■ **REQUIRED TASK**: Write what comes next in the MST-kNN package documentation below, continuing from its last line.
>> Start GIVEN TEXT
Type: Package
Title: MST-kNN Clustering Algorithm
Version: 0.3.2
Date: 2023-01-23
Author: Jorge Parraga-Alava [aut, cre], Pablo Moscato [aut], Mario Inostroza-Ponta [aut]
Maintainer: Jorge Parraga-Alava <jorge.parraga@usach.cl>
Description: Implements the MST-kNN clustering algorithm which was proposed by Inostroza-Ponta, M. (2008) https://trove.nla.gov.au/work/28729389?selectedversion=NBD44634158.
Depends: R (≥ 3.2.5)
License: GPL-2
Encoding: UTF-8
Imports: igraph, stats, base
RoxygenNote: 7.1.1
VignetteBuilder: knitr
Suggests: knitr, rmarkdown
NeedsCompilation: no
Packaged: 2023-01-27 11:37:45 UTC; jorgeklz
Repository: CRAN
Date/Publication: 2023-01-27 14:10:02 UTC

Computes the edge costs sum of a proximity graph

Description

This function computes the edge costs (distances) overall sum of a proximity graph.

Usage

compute.costs.proximity.graph(graph.edges, distance.matrix)
>> End GIVEN TEXT
>> Start DATASET EXTRACT
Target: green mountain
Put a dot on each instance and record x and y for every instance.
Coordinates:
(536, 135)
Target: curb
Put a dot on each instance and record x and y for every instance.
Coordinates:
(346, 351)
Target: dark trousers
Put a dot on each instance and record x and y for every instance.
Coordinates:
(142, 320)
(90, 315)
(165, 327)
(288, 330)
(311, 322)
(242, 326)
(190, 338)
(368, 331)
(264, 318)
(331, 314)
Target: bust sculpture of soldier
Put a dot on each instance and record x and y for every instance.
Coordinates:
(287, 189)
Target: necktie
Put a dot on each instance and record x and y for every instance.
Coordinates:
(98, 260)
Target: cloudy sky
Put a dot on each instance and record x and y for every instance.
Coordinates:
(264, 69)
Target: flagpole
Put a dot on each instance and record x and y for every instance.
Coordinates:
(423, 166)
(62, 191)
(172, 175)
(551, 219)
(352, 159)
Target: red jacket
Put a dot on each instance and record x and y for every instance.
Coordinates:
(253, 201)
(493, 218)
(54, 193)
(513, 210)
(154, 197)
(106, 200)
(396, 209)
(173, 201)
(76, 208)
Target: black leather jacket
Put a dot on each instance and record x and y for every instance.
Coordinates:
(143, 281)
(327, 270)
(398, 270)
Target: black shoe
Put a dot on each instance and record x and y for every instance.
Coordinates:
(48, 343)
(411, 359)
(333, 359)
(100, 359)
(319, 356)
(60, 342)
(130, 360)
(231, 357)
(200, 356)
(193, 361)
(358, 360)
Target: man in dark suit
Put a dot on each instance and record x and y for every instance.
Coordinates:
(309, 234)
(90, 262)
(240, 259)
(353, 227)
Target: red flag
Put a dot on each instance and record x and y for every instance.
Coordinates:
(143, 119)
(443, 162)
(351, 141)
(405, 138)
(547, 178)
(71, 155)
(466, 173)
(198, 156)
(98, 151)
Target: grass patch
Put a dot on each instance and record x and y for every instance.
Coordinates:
>> End DATASET EXTRACT
>> Start DATASET EXTRACT
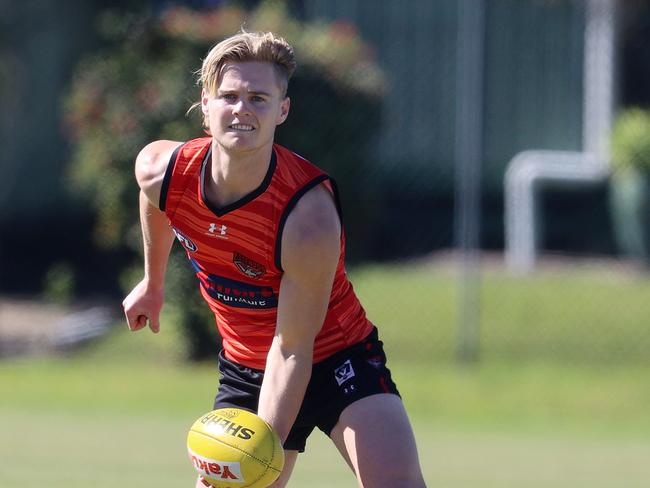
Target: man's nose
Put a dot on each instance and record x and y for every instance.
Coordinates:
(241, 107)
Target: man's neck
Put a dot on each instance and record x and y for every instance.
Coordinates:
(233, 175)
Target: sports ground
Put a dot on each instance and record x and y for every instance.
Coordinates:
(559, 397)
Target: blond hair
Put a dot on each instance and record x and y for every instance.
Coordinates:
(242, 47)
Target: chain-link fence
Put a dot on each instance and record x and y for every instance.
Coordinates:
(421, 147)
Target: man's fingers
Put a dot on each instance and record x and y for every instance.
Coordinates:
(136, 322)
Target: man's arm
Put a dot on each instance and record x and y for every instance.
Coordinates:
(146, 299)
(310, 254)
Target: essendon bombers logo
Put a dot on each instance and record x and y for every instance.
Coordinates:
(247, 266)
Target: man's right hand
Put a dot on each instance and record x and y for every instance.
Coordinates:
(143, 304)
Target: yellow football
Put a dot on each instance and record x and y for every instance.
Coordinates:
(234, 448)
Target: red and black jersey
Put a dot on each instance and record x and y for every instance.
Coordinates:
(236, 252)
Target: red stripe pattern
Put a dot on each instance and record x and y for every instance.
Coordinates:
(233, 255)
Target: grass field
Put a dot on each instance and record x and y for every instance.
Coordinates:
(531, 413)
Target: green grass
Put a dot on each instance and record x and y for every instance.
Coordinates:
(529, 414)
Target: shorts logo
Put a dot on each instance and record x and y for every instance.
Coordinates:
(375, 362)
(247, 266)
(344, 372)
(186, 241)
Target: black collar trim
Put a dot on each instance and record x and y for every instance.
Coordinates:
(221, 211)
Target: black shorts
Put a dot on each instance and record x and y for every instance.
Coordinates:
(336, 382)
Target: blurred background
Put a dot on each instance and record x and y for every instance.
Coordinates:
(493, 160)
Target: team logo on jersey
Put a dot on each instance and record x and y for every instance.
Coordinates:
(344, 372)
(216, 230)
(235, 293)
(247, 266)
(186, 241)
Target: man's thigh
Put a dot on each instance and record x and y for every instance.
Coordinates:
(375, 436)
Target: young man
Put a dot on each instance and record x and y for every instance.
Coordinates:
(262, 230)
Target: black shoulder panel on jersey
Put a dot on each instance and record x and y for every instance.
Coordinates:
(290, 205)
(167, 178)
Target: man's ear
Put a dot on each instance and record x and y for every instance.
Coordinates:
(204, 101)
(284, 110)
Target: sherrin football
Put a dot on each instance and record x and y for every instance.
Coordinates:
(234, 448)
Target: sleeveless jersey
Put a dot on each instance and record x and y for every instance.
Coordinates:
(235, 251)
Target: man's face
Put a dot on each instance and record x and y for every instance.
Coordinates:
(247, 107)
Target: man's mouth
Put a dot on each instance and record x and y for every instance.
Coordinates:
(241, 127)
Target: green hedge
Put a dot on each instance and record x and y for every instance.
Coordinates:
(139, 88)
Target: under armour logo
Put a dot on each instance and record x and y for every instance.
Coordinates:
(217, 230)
>> End DATASET EXTRACT
>> Start DATASET EXTRACT
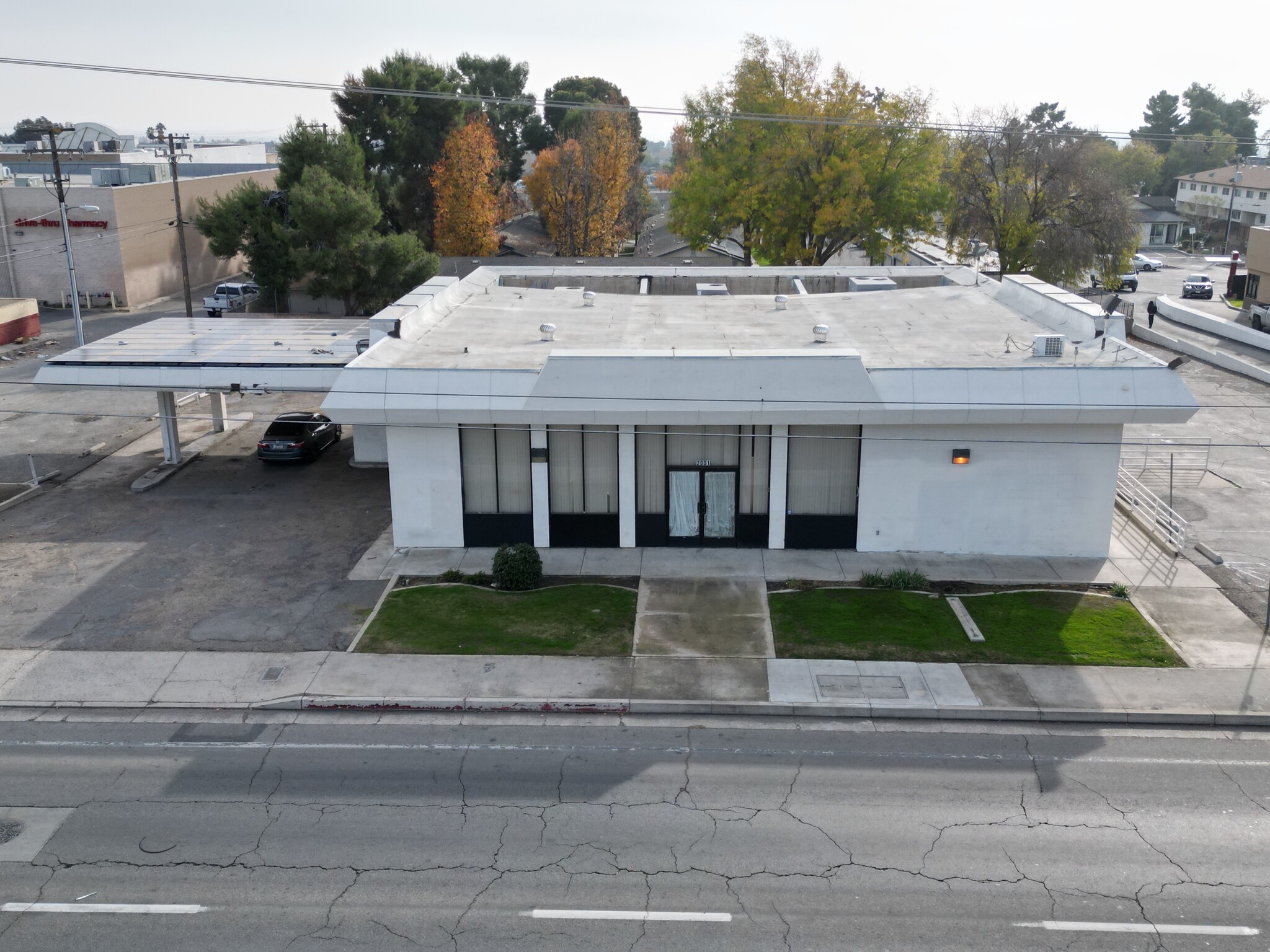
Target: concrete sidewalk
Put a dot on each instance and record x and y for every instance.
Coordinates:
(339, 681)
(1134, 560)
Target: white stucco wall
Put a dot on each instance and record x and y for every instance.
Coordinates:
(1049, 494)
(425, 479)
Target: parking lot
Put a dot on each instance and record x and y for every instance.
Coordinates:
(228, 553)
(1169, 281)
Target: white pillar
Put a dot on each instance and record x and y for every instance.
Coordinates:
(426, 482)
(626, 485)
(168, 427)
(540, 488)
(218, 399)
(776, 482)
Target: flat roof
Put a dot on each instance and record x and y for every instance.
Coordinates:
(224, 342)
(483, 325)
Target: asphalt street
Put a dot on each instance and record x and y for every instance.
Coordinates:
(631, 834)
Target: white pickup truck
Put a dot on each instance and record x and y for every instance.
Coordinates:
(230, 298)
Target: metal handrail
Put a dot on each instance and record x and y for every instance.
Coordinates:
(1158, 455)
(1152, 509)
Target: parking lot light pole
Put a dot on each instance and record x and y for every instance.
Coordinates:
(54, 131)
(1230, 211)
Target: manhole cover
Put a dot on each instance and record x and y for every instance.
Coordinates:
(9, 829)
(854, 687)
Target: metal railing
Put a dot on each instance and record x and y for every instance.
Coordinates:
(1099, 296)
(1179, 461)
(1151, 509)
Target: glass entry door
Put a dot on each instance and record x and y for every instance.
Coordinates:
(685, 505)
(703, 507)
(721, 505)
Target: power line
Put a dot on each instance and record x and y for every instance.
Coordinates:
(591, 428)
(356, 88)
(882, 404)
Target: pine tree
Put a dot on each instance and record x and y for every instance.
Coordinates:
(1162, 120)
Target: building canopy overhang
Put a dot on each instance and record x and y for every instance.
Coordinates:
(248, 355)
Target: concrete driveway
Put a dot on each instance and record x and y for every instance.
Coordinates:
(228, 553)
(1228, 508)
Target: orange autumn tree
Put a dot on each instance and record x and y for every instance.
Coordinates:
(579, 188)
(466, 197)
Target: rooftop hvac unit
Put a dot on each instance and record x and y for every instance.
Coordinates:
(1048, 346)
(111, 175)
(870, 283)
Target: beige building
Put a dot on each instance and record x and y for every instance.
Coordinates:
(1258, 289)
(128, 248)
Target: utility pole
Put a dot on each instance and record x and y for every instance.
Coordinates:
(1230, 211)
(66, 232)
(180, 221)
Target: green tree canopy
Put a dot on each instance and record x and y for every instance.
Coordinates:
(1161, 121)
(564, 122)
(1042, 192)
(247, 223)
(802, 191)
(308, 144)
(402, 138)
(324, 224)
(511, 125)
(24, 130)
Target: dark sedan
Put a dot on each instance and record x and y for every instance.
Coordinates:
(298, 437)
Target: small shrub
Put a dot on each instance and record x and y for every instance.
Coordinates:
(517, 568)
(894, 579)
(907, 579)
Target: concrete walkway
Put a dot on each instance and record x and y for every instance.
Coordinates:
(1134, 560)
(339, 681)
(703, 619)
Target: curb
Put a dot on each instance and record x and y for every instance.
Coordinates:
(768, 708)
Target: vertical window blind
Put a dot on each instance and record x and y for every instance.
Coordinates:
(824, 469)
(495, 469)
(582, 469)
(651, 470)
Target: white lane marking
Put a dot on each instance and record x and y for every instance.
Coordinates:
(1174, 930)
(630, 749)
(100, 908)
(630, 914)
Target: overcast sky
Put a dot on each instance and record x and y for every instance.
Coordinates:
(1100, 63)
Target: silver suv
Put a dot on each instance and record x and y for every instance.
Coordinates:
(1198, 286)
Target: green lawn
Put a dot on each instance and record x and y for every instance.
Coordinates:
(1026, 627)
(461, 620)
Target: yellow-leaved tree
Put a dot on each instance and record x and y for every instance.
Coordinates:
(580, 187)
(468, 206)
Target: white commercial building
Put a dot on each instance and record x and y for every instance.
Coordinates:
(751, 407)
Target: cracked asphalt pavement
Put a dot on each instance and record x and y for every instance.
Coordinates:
>> End DATASET EXTRACT
■ **EXERCISE RESPONSE**:
Arguments

graph.edges

A object of class "matrix" with two columns (object_i, object_j) representing the objects (nodes) of a proximity graph.

distance.matrix

A distance matrix between each pair of object i,j in the proximity graph.

Value

total.costs.graph

A numeric value representing the edge costs (distance) overall sum of a proximity graph.

Examples


set.seed(1987)

##Generates a data matrix of dimension 50X13
n=50; m=13
x <- matrix(runif(n*m, min = -5, max = 10), nrow=n, ncol=m)

##Computes a distance matrix of x.

library("stats")
d <- base::as.matrix(stats::dist(x, method="euclidean"))

##Generates complete graph (CG)

cg <- generate.complete.graph(1:nrow(x),d)

##Generates a proximity graph (MST)
mstree <- generate.mst(cg)

##Calculate the edge cost sum of proximity graph (MST)
mstree.cost=as.numeric(compute.costs.proximity.graph(as.matrix(mstree$edges.mst.graph[,1:2]), d))
mstree.cost

##Generates a proximity graph (kNN)
knneig <- generate.knn(cg)

##Calculate the edge cost sum of proximity graph (kNN)
knneig.cost=as.numeric(compute.costs.proximity.graph(as.matrix(knneig$edges.knn.graph[,1:2]), d))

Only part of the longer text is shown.